Convert the lines of the listing below into a numbered list, starting at the line that contains "the man's short" and running through the final line of the listing, both included. Omit any blank lines.

(Stored items)

• • •

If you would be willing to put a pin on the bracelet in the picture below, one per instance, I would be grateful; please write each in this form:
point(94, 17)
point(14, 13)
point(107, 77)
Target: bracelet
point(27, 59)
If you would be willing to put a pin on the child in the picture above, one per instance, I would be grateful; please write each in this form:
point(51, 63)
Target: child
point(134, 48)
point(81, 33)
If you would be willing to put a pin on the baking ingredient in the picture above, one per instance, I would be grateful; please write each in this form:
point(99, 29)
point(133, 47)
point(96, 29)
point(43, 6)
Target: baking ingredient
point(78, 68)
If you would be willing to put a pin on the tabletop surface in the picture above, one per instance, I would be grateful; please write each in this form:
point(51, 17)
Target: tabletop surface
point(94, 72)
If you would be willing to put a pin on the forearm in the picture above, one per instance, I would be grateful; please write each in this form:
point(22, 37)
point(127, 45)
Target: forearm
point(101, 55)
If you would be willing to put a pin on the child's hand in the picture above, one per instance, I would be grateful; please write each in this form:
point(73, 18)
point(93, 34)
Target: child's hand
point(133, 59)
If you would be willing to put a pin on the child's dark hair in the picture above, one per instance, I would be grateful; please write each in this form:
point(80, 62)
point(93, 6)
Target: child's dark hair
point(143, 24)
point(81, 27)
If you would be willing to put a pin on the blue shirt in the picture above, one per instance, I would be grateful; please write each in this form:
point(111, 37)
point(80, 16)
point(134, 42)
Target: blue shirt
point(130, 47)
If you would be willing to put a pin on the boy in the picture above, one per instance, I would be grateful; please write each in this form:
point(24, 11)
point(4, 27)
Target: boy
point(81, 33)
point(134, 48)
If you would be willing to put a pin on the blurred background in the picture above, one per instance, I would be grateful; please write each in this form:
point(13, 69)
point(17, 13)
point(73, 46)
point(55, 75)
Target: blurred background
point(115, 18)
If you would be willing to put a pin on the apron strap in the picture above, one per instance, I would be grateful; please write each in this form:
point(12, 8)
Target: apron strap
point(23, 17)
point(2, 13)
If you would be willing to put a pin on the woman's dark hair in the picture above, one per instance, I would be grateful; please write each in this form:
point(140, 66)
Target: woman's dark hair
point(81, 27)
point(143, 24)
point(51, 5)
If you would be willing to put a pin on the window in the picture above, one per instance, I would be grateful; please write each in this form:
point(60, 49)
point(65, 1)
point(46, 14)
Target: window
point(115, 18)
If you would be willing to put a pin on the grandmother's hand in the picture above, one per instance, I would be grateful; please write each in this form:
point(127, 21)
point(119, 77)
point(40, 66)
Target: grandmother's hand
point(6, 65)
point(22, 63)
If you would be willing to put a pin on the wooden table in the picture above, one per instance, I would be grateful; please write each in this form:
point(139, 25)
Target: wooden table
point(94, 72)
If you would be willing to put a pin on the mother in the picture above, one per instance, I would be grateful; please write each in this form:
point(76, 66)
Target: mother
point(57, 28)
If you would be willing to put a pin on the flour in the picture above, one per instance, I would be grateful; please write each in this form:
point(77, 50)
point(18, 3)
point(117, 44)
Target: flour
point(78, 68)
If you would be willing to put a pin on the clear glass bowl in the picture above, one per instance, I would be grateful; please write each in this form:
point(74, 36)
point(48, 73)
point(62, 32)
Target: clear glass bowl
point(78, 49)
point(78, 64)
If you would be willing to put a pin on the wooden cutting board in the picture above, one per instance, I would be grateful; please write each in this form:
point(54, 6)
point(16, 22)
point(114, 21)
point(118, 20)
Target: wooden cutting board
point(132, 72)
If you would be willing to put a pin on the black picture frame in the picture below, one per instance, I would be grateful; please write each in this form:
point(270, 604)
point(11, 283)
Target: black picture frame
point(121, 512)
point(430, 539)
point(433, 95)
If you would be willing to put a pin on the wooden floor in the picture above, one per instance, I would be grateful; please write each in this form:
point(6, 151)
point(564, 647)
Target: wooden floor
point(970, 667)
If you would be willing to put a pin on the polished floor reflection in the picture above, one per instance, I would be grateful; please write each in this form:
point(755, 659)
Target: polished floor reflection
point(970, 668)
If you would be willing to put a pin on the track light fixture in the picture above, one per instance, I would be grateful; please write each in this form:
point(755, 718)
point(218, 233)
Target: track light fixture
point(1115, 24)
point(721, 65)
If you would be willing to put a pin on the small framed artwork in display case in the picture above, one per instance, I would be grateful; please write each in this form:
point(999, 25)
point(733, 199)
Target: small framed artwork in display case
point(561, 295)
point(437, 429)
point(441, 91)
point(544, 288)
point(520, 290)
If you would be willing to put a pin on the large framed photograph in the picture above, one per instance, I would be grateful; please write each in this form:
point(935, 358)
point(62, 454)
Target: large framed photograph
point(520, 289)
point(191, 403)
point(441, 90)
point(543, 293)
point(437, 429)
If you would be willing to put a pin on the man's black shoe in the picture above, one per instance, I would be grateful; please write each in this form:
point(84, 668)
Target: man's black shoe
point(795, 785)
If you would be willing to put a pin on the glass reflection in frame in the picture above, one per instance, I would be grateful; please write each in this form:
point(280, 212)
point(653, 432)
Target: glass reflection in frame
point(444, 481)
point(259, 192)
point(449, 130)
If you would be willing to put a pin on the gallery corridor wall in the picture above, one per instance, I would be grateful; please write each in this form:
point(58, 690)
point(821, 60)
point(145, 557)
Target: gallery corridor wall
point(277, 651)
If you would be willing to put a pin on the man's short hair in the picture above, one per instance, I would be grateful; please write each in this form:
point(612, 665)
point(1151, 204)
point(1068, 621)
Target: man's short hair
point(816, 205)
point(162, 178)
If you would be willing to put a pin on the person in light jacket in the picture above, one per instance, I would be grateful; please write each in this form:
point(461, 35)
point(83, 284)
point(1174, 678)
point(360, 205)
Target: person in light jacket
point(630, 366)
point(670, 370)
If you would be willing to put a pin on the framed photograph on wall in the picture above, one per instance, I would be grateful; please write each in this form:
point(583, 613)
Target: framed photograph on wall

• • •

Task solution ▸
1. If you would be willing to put a pin on the man's short hair in the picture above, one per instance, I would be grateful; please write each in this form:
2. point(612, 665)
3. point(1151, 204)
4. point(1068, 621)
5. Target: man's short hair
6. point(816, 205)
7. point(162, 178)
8. If you would be willing to put a pin on the person in light jacket in the picture above, one per instance, I would be grateful; please write each in this form:
9. point(461, 35)
10. point(83, 284)
11. point(1174, 678)
12. point(360, 205)
13. Target: person in light jacket
14. point(630, 366)
15. point(670, 370)
16. If you would be willing to put a pin on the framed photograph on wall in the picture above, one per instance, I would be grateful; please write each in this form:
17. point(583, 613)
18. Target: framed photograph on wall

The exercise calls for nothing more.